* [What you will do] Please reproduce every one of the records below word for word, omitting the pictures.

* [Available records]
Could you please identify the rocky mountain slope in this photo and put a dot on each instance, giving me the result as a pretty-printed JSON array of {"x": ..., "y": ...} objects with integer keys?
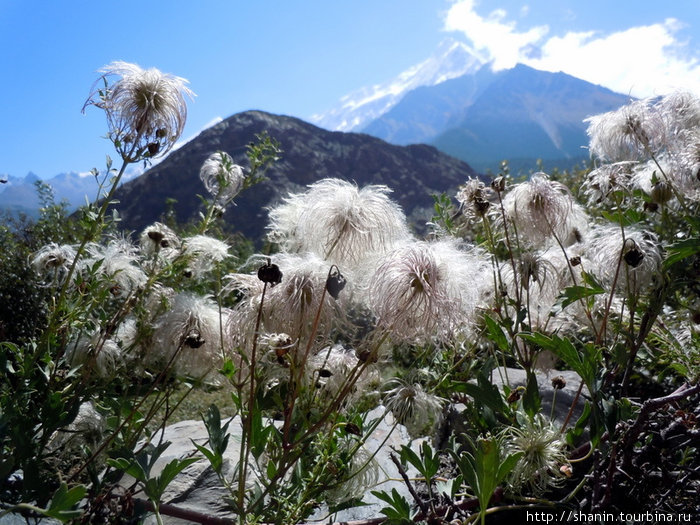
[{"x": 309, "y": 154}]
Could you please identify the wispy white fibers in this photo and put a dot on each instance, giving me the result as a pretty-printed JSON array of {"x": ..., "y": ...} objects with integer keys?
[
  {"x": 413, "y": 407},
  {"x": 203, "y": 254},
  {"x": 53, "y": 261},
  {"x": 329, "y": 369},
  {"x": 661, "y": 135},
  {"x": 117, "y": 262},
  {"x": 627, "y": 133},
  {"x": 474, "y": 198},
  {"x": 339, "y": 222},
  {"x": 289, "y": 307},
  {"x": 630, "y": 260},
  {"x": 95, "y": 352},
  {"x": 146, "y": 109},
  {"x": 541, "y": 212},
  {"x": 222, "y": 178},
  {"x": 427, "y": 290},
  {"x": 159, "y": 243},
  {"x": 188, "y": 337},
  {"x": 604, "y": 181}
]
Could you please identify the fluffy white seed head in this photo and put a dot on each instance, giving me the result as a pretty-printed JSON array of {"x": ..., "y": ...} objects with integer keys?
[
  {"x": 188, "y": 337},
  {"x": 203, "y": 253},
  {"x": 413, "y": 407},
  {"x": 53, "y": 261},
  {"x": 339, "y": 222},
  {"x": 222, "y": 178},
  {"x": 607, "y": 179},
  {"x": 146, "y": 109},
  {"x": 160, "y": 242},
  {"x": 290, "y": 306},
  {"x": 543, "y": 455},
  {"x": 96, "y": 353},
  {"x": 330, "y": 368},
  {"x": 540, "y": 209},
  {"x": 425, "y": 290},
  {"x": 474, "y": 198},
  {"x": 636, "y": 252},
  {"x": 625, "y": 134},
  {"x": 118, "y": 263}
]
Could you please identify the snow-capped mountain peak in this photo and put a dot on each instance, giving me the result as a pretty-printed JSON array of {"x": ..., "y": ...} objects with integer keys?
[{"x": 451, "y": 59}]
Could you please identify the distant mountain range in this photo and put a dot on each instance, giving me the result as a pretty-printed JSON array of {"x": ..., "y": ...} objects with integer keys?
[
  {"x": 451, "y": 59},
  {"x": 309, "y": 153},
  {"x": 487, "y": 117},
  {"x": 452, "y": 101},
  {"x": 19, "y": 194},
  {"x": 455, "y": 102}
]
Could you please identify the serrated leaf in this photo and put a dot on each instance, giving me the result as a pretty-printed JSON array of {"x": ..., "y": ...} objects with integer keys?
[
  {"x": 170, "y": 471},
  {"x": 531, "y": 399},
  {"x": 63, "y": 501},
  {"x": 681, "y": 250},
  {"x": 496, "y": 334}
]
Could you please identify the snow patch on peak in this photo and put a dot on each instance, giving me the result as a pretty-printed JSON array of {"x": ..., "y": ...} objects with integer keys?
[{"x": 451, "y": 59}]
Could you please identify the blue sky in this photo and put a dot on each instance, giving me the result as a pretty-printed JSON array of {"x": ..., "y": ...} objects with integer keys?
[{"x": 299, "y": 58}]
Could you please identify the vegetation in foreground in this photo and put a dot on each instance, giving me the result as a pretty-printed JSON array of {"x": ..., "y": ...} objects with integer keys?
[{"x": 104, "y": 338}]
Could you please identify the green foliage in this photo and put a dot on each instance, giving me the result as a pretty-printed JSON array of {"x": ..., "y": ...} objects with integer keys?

* [The output]
Could you please identify the rocky mountain slope in this photo and put a dot on each instance, giving me the result as a pretty-printed JSON array of {"x": ..., "y": ...} objects with integer keys?
[{"x": 309, "y": 154}]
Could you please identify the wispy white fibers in this photo and put a dot on each instance, giving me the result as a pretty-printed JSON array of {"x": ..., "y": ...} objects with integer keys?
[
  {"x": 413, "y": 407},
  {"x": 203, "y": 254},
  {"x": 53, "y": 261},
  {"x": 329, "y": 369},
  {"x": 661, "y": 135},
  {"x": 117, "y": 262},
  {"x": 627, "y": 133},
  {"x": 474, "y": 198},
  {"x": 339, "y": 222},
  {"x": 289, "y": 307},
  {"x": 630, "y": 260},
  {"x": 95, "y": 352},
  {"x": 146, "y": 109},
  {"x": 541, "y": 212},
  {"x": 222, "y": 178},
  {"x": 427, "y": 290},
  {"x": 159, "y": 243},
  {"x": 188, "y": 337},
  {"x": 604, "y": 181}
]
Could you please identify the fluffy white seed head in this photo and put a dot on each instance, giving me the result as a pretty-printed JSON array of {"x": ..., "y": ...} objects with integer keys?
[
  {"x": 188, "y": 337},
  {"x": 203, "y": 253},
  {"x": 413, "y": 407},
  {"x": 53, "y": 261},
  {"x": 339, "y": 222},
  {"x": 222, "y": 178},
  {"x": 607, "y": 179},
  {"x": 146, "y": 109},
  {"x": 160, "y": 242},
  {"x": 290, "y": 306},
  {"x": 543, "y": 455},
  {"x": 96, "y": 353},
  {"x": 330, "y": 368},
  {"x": 540, "y": 209},
  {"x": 425, "y": 290},
  {"x": 474, "y": 198},
  {"x": 636, "y": 252},
  {"x": 625, "y": 134},
  {"x": 118, "y": 263}
]
Could you please identify the snow-capped mountain peak in this photo and put a dot on each instance, giving me the result as a pretty-printed JSON array of {"x": ..., "y": ...} objects with integer keys?
[{"x": 451, "y": 59}]
Could you please identify the distant mountain range in this photo and put a dot on each instance, giving me the result as a pretty-printed JSON array of {"x": ..., "y": ...} objects with integer keys?
[
  {"x": 451, "y": 59},
  {"x": 309, "y": 153},
  {"x": 487, "y": 117},
  {"x": 452, "y": 101},
  {"x": 19, "y": 194},
  {"x": 455, "y": 102}
]
Could you please identify the serrated leaf in this photo and put a dot on each instance, giving me the result as a pretty-printed JSON array of {"x": ..., "y": ...} objects with integer keys?
[
  {"x": 170, "y": 471},
  {"x": 531, "y": 399},
  {"x": 63, "y": 501},
  {"x": 681, "y": 250},
  {"x": 496, "y": 334}
]
Could you please identify the snow patch on peak in this photo and put a dot on each instance, giving me the result as a pretty-printed JSON array of {"x": ..., "y": ...} objects with integer keys?
[{"x": 451, "y": 59}]
Could you please identify the blue sky in this photo and put a dot on each instance, giving me the result as a pretty-printed JSON array of {"x": ..., "y": ...} objects with integer keys?
[{"x": 299, "y": 58}]
Could you please identify the vegetation in foreground in this photo and put a dot on each instance, giving me the result as a pretty-printed JSON array of {"x": ..., "y": ...} objects with integer keys?
[{"x": 104, "y": 338}]
Could you please identify the green foliage in this photo and put a dot on each instance, giving me the result as a pretty-printed JSON array of {"x": ..., "y": ...} objects with integer keys?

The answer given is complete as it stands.